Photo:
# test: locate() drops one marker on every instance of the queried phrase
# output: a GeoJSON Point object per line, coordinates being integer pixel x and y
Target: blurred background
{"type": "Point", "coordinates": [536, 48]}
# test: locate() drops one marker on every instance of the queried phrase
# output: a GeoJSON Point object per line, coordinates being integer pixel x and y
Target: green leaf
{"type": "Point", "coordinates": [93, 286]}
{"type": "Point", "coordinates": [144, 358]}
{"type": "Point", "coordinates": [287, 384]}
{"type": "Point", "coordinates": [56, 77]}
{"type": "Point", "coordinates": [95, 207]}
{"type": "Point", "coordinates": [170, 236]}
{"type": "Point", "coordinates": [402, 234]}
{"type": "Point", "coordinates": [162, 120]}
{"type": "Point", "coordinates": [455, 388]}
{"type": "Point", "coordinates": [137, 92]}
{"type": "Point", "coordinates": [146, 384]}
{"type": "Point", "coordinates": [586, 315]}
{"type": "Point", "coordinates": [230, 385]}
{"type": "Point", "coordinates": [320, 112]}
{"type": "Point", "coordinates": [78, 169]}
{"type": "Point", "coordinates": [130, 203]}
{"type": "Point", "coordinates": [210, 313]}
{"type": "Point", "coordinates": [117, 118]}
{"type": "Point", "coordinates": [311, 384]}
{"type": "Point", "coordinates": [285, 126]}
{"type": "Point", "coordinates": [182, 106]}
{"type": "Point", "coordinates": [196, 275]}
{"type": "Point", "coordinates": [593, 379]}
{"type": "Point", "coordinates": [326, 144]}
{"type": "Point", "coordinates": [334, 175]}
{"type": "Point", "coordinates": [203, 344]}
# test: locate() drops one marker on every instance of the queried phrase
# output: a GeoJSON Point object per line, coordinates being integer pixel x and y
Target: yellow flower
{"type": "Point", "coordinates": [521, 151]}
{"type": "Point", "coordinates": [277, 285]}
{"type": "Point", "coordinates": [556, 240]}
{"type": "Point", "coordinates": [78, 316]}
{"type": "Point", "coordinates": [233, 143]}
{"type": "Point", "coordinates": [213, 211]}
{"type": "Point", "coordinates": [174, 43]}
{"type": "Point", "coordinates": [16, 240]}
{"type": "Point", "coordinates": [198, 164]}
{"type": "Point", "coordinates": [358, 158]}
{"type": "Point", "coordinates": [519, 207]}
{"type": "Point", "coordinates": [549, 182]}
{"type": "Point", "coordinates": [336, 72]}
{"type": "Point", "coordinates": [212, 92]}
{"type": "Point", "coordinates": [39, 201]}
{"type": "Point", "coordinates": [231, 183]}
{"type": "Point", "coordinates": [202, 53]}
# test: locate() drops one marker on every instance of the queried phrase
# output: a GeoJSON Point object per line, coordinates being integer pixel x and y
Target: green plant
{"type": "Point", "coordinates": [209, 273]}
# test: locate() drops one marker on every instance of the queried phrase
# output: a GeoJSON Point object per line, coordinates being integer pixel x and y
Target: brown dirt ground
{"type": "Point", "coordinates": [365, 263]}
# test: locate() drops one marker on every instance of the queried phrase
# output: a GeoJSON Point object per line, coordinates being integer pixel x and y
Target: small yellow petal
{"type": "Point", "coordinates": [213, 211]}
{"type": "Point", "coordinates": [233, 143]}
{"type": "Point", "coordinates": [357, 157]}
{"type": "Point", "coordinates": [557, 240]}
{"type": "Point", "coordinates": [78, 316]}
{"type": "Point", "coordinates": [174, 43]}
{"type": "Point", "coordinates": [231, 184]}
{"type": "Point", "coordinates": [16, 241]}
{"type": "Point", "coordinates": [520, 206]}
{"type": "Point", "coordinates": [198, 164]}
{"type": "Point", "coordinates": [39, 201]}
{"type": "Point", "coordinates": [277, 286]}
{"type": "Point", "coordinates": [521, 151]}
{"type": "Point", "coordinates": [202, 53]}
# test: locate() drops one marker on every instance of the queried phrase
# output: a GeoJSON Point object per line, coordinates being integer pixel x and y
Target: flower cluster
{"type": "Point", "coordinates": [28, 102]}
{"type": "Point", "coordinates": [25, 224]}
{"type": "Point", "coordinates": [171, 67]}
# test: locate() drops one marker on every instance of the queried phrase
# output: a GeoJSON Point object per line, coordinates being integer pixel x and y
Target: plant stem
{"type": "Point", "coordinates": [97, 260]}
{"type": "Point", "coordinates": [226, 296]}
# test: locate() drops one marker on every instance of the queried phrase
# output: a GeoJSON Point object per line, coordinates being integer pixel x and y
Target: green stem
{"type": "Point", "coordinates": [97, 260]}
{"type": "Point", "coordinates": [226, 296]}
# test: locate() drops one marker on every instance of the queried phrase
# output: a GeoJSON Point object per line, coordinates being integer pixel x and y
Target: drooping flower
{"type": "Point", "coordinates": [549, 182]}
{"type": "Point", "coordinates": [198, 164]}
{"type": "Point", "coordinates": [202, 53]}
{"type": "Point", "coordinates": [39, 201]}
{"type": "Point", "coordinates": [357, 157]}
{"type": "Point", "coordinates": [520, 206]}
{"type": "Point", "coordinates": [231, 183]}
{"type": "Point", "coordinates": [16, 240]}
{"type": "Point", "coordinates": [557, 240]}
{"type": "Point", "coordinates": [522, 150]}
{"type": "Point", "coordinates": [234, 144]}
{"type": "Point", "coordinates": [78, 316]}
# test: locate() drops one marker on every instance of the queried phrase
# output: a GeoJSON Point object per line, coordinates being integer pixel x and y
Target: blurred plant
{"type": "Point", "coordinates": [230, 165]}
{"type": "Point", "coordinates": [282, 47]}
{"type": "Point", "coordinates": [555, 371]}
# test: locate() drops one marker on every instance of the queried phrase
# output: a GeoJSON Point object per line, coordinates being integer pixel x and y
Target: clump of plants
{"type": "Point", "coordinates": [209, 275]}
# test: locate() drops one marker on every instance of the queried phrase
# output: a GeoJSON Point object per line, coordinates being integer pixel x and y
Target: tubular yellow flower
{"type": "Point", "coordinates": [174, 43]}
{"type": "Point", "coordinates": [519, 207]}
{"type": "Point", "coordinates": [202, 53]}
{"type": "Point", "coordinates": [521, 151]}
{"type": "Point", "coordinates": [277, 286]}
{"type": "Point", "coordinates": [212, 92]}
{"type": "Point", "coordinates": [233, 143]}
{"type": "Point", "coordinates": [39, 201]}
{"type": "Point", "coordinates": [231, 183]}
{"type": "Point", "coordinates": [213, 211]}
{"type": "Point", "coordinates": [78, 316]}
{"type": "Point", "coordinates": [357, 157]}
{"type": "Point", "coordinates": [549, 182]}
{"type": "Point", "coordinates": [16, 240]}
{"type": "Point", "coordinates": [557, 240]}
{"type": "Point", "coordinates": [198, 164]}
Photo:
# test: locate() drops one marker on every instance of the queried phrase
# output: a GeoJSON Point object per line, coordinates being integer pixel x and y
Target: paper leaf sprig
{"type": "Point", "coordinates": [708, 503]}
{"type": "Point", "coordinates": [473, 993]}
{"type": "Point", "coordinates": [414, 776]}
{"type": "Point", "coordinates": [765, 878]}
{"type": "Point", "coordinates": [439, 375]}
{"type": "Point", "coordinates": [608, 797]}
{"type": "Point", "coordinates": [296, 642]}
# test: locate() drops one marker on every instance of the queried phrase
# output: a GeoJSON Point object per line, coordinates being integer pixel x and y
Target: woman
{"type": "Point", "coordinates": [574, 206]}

• **What the exercise asks**
Your task is to repeat the data exactly; please include every line.

• **Solved exercise**
Photo:
# test: locate() drops one marker on every instance of the queried phrase
# output: a GeoJSON Point object per line, coordinates being integer pixel x and y
Target: blurred background
{"type": "Point", "coordinates": [536, 48]}
# test: locate() drops one marker on every instance of the queried phrase
# output: a GeoJSON Point object per line, coordinates being integer pixel x and y
Target: green leaf
{"type": "Point", "coordinates": [93, 286]}
{"type": "Point", "coordinates": [144, 358]}
{"type": "Point", "coordinates": [287, 384]}
{"type": "Point", "coordinates": [56, 77]}
{"type": "Point", "coordinates": [95, 207]}
{"type": "Point", "coordinates": [170, 236]}
{"type": "Point", "coordinates": [402, 234]}
{"type": "Point", "coordinates": [162, 120]}
{"type": "Point", "coordinates": [455, 388]}
{"type": "Point", "coordinates": [137, 92]}
{"type": "Point", "coordinates": [146, 384]}
{"type": "Point", "coordinates": [586, 315]}
{"type": "Point", "coordinates": [230, 385]}
{"type": "Point", "coordinates": [320, 112]}
{"type": "Point", "coordinates": [78, 169]}
{"type": "Point", "coordinates": [130, 203]}
{"type": "Point", "coordinates": [210, 313]}
{"type": "Point", "coordinates": [117, 118]}
{"type": "Point", "coordinates": [311, 384]}
{"type": "Point", "coordinates": [285, 126]}
{"type": "Point", "coordinates": [182, 106]}
{"type": "Point", "coordinates": [196, 275]}
{"type": "Point", "coordinates": [593, 379]}
{"type": "Point", "coordinates": [326, 144]}
{"type": "Point", "coordinates": [334, 175]}
{"type": "Point", "coordinates": [203, 344]}
# test: locate() drops one marker on every instance of the queried phrase
# output: a GeoJSON Point object per line, coordinates being integer pixel x and y
Target: yellow flower
{"type": "Point", "coordinates": [521, 151]}
{"type": "Point", "coordinates": [277, 285]}
{"type": "Point", "coordinates": [556, 240]}
{"type": "Point", "coordinates": [78, 316]}
{"type": "Point", "coordinates": [233, 143]}
{"type": "Point", "coordinates": [213, 211]}
{"type": "Point", "coordinates": [174, 43]}
{"type": "Point", "coordinates": [16, 240]}
{"type": "Point", "coordinates": [198, 164]}
{"type": "Point", "coordinates": [358, 158]}
{"type": "Point", "coordinates": [519, 207]}
{"type": "Point", "coordinates": [549, 182]}
{"type": "Point", "coordinates": [336, 72]}
{"type": "Point", "coordinates": [212, 92]}
{"type": "Point", "coordinates": [39, 201]}
{"type": "Point", "coordinates": [231, 183]}
{"type": "Point", "coordinates": [202, 53]}
# test: locate() drops one marker on every instance of the queried phrase
# output: a GeoJSON Point object per line, coordinates being integer pixel x and y
Target: green plant
{"type": "Point", "coordinates": [209, 273]}
# test: locate() drops one marker on every instance of the queried phrase
# output: a GeoJSON Point object per line, coordinates being integer pixel x and y
Target: brown dirt ground
{"type": "Point", "coordinates": [365, 263]}
# test: locate() drops one marker on every instance of the queried phrase
# output: a GeoJSON Point object per line, coordinates being integer pixel x and y
Target: small yellow petal
{"type": "Point", "coordinates": [213, 211]}
{"type": "Point", "coordinates": [233, 143]}
{"type": "Point", "coordinates": [357, 157]}
{"type": "Point", "coordinates": [557, 240]}
{"type": "Point", "coordinates": [78, 316]}
{"type": "Point", "coordinates": [174, 43]}
{"type": "Point", "coordinates": [231, 184]}
{"type": "Point", "coordinates": [16, 241]}
{"type": "Point", "coordinates": [520, 206]}
{"type": "Point", "coordinates": [198, 164]}
{"type": "Point", "coordinates": [39, 201]}
{"type": "Point", "coordinates": [277, 286]}
{"type": "Point", "coordinates": [521, 151]}
{"type": "Point", "coordinates": [202, 53]}
# test: locate() drops one marker on every instance of the queried phrase
# output: a GeoJSON Point object per line, coordinates being integer pixel x and y
Target: flower cluster
{"type": "Point", "coordinates": [28, 102]}
{"type": "Point", "coordinates": [25, 224]}
{"type": "Point", "coordinates": [171, 67]}
# test: locate() drops one marker on every instance of the queried phrase
# output: a GeoJSON Point object per line, coordinates being integer pixel x and y
Target: plant stem
{"type": "Point", "coordinates": [97, 260]}
{"type": "Point", "coordinates": [226, 296]}
# test: locate() drops one marker on every instance of the queried phrase
# output: a GeoJSON Point object per line, coordinates being integer pixel x and y
Target: green stem
{"type": "Point", "coordinates": [97, 260]}
{"type": "Point", "coordinates": [226, 296]}
# test: locate() drops one marker on every instance of the queried phrase
# output: a GeoJSON Point object per line, coordinates being integer pixel x and y
Target: drooping flower
{"type": "Point", "coordinates": [549, 182]}
{"type": "Point", "coordinates": [198, 164]}
{"type": "Point", "coordinates": [202, 53]}
{"type": "Point", "coordinates": [39, 201]}
{"type": "Point", "coordinates": [357, 157]}
{"type": "Point", "coordinates": [520, 206]}
{"type": "Point", "coordinates": [231, 183]}
{"type": "Point", "coordinates": [16, 240]}
{"type": "Point", "coordinates": [557, 240]}
{"type": "Point", "coordinates": [522, 150]}
{"type": "Point", "coordinates": [234, 144]}
{"type": "Point", "coordinates": [78, 316]}
# test: locate() drops one marker on every instance of the queried phrase
# output: a GeoJSON Point object per line, coordinates being integer pixel x and y
Target: blurred plant
{"type": "Point", "coordinates": [230, 165]}
{"type": "Point", "coordinates": [282, 47]}
{"type": "Point", "coordinates": [555, 371]}
# test: locate() drops one marker on every instance of the queried phrase
# output: a GeoJSON Point object per line, coordinates being integer pixel x and y
Target: clump of plants
{"type": "Point", "coordinates": [209, 275]}
# test: locate() drops one marker on every instance of the queried phrase
# output: a GeoJSON Point object per line, coordinates being integer pixel x and y
Target: tubular yellow flower
{"type": "Point", "coordinates": [174, 43]}
{"type": "Point", "coordinates": [519, 207]}
{"type": "Point", "coordinates": [202, 53]}
{"type": "Point", "coordinates": [521, 151]}
{"type": "Point", "coordinates": [277, 286]}
{"type": "Point", "coordinates": [212, 92]}
{"type": "Point", "coordinates": [233, 143]}
{"type": "Point", "coordinates": [39, 201]}
{"type": "Point", "coordinates": [231, 183]}
{"type": "Point", "coordinates": [213, 211]}
{"type": "Point", "coordinates": [78, 316]}
{"type": "Point", "coordinates": [357, 157]}
{"type": "Point", "coordinates": [549, 182]}
{"type": "Point", "coordinates": [16, 240]}
{"type": "Point", "coordinates": [557, 240]}
{"type": "Point", "coordinates": [198, 164]}
Photo:
# test: locate() drops one marker on every instance of the queried phrase
# output: a GeoJSON Point object per line, coordinates being integer pixel x and y
Target: paper leaf sprig
{"type": "Point", "coordinates": [708, 503]}
{"type": "Point", "coordinates": [473, 993]}
{"type": "Point", "coordinates": [414, 776]}
{"type": "Point", "coordinates": [765, 878]}
{"type": "Point", "coordinates": [439, 375]}
{"type": "Point", "coordinates": [608, 797]}
{"type": "Point", "coordinates": [296, 642]}
# test: locate() drops one marker on every instance of the queried phrase
# output: a GeoJSON Point object per line, coordinates being integer pixel x and y
Target: woman
{"type": "Point", "coordinates": [574, 206]}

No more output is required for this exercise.